>> BEGIN Document segment

Its more to do with the controller and configuration. Eg if your disk
isnt in DMA mode it'll certainly show up

2002-12-19 18:44:07

by martin f krafft

[permalink] [raw]
Subject: Re: 'D' processes on a healthy system?

also sprach Alan Cox <[email protected]> [2002.12.19.2027 +0100]:
> Its more to do with the controller and configuration. Eg if your disk
> isnt in DMA mode it'll certainly show up

Interesting. The 500 MHz system wasn't in DMA mode (and I though I had
it there). I'll continue monitoring it now that I turned it on.

Thank you for your help so far, Alan!

--
.''`. martin f. krafft <[email protected]>
: :' : proud Debian developer, admin, and user
`. `'`
`- Debian - when you have better things to do than fixing a system

NOTE: The pgp.net keyservers and their mirrors are broken!
Get my key here: http://people.debian.org/~madduck/gpg/330c4a75.asc


Attachments:
(No filename) (674.00 B)
(No filename) (189.00 B)
Download all attachments

2003-01-07 07:54:28

by martin f krafft

[permalink] [raw]
Subject: Re: 'D' processes on a healthy system?

>> END Document segment
>> BEGIN Source material

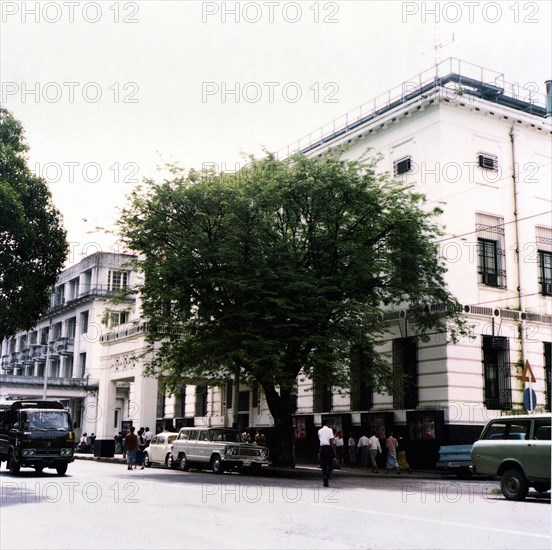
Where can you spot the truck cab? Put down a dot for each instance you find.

>> END Source material

- To do
A: From the thread about 'D' processes, return the stretch from "Thank you for" through "mirrors are broken!".
B: In the thread about 'D' processes, do these statements agree with it? (i) The 500 MHz system was in DMA mode. (ii) martin f. krafft calls himself a Debian developer. (iii) The pgp.net keyservers are said to be working. Answer yes or no for each and quote the deciding words.

- Replies
A:
Thank you for your help so far, Alan!

--
.''`. martin f. krafft <[email protected]>
: :' : proud Debian developer, admin, and user
`. `'`
`- Debian - when you have better things to do than fixing a system

NOTE: The pgp.net keyservers and their mirrors are broken!

B:
(i) No: "The 500 MHz system wasn't in DMA mode"
(ii) Yes: "proud Debian developer, admin, and user"
(iii) No: "The pgp.net keyservers and their mirrors are broken!"